» REQUIREMENT
Retype each entry. Leave nothing out.

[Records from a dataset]
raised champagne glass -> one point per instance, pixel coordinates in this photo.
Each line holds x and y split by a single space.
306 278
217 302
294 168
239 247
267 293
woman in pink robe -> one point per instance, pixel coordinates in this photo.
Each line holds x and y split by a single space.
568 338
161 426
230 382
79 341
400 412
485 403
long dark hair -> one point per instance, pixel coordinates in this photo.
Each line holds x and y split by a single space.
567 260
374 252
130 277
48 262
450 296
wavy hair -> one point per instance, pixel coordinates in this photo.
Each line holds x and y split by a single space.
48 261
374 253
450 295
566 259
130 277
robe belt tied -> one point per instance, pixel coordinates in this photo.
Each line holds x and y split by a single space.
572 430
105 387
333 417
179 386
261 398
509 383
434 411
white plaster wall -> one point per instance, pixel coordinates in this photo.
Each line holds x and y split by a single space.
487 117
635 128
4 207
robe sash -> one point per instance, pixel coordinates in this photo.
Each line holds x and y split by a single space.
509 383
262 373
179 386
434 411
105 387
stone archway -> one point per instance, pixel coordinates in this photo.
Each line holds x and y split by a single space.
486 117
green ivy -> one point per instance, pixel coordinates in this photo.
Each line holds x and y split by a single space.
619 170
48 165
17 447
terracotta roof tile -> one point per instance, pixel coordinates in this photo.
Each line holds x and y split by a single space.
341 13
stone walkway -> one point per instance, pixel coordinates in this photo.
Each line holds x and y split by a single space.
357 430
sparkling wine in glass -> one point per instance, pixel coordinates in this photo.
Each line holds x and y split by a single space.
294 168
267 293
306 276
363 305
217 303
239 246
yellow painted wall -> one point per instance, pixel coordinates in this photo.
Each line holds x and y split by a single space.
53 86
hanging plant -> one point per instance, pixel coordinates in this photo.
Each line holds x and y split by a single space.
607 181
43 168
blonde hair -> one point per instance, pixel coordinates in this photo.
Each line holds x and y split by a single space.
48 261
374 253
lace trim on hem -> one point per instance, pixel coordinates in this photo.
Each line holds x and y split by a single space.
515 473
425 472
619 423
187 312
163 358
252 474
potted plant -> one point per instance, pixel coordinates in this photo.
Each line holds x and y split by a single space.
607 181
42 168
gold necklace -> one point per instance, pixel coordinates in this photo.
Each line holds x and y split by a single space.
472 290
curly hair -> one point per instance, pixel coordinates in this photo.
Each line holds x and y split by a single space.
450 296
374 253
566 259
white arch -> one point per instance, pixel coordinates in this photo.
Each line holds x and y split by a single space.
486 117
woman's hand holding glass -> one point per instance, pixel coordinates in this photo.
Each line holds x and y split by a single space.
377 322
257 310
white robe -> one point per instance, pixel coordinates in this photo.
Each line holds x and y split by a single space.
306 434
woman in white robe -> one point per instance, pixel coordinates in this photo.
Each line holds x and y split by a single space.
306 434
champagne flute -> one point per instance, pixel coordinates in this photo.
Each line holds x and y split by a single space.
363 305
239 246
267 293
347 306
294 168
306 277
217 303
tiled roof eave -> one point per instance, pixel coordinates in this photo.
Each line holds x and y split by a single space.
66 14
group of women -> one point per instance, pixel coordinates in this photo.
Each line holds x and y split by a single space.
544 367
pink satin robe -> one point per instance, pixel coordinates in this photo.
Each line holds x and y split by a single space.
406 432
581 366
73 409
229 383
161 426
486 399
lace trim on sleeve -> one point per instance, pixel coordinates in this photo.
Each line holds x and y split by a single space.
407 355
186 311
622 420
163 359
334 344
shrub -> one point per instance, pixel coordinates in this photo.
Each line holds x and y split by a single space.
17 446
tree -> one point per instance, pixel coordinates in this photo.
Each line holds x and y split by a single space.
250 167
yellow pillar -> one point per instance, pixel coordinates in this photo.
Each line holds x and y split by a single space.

» FINAL ANSWER
raised champagne glass -> one point per instance, pixel coordinates in this photo.
Each line holds x and y split by a single space.
306 278
217 302
294 168
239 247
267 293
woman in pink robe -> one point per instance, pixel coordinates in this photo.
Each line holds x and y split by a single space.
568 338
161 426
230 382
79 341
400 412
485 403
long dark hair -> one point per instance, pixel coordinates in this photo.
Each line holds x and y split by a single space.
567 260
374 252
130 277
48 262
450 296
wavy hair -> one point per instance, pixel coordinates in this photo.
Each line holds x and y split by a single space.
48 261
374 253
450 295
566 259
130 277
robe belt tied -> one point per instance, pixel coordinates in this photo.
Each line holds x and y split by a single space.
572 430
105 387
333 417
179 386
261 398
509 383
434 411
white plaster wall -> one point per instance, pixel coordinates in this photo.
Each line holds x and y split by a single space.
487 117
635 128
4 207
robe sash -> one point per instance, pixel coordinates in this photo.
Each line holds x and y split by a single space.
509 383
262 373
179 386
434 411
105 387
stone archway -> one point per instance, pixel coordinates in this photo.
Each line holds x and y split by a single space.
486 117
green ivy -> one point per instance, pixel coordinates in this photo.
Each line holds x and y split by a single space.
619 170
48 165
17 447
terracotta roof tile -> one point per instance, pixel coordinates in this photo.
Each line holds x and y split by a single space.
341 13
stone walkway -> one point per instance, pixel coordinates in this photo.
Each line holds x and y split by a single space.
357 430
sparkling wine in glass -> one point per instance, pixel coordinates in this photo.
Each line holds x and y split by a single space.
294 168
267 293
306 276
363 305
217 303
239 246
yellow painted wall -> one point per instance, pixel coordinates in this photo.
Each line holds x and y split by a single space.
53 86
hanging plant -> one point per instance, pixel coordinates in this photo.
Each line holds x and y split by a single space.
607 181
43 168
blonde hair -> one point per instance, pixel coordinates in this photo.
Each line holds x and y split by a single space.
48 261
374 253
lace trim on hem -> one point per instance, pixel coordinates in this photo.
Each line holds x and y split by a single space.
515 473
425 472
619 423
187 312
163 358
252 474
potted plant -> one point per instance, pixel coordinates in this photo.
Each line holds x and y split by a single space.
607 181
42 168
gold necklace -> one point per instance, pixel coordinates in this photo.
Each line holds x and y split by a single space.
472 290
curly hair -> one point per instance, pixel coordinates in this photo.
Each line holds x and y split by a single space.
450 296
374 253
566 259
white arch -> one point per instance, pixel coordinates in this photo.
Each line holds x and y split by a single space.
486 117
woman's hand holding glass -> one point per instance, pixel coordinates in this photo.
Each line holds x and y split by a single space.
377 322
257 310
white robe -> one point per instance, pixel coordinates in this photo.
Each line holds x and y split by a single space.
306 434
woman in white robe -> one point per instance, pixel coordinates in this photo.
Each line holds x and y split by a single space.
306 434
champagne flute -> one point per instance, pixel coordinates in this photo.
Each line holds x and y split by a single space.
363 305
239 246
267 293
347 306
294 168
306 277
217 303
tiled roof eave -> one point per instance, pixel coordinates in this photo.
Each line holds x and y split by a single space.
66 14
group of women -> one point per instance, pixel coordinates in this photo.
Each line holds x and y split by a single space.
544 367
pink satin robe -> one point per instance, pixel coordinates in this photo.
Each line holds x and y split by a single space.
406 432
581 366
73 409
229 383
161 426
486 399
lace trim on sleeve -> one point per instance, pixel coordinates in this photo.
Each line holds x and y split by a single space.
407 355
186 311
622 420
163 359
334 344
shrub -> one point per instance, pixel coordinates in this photo.
Each line holds x and y split by a single space.
17 446
tree -> one point per instance, pixel coordinates in this photo.
Each line holds x and y split by a single space.
250 167
yellow pillar -> one point per instance, pixel coordinates in this photo.
Each line holds x and y split by a single space.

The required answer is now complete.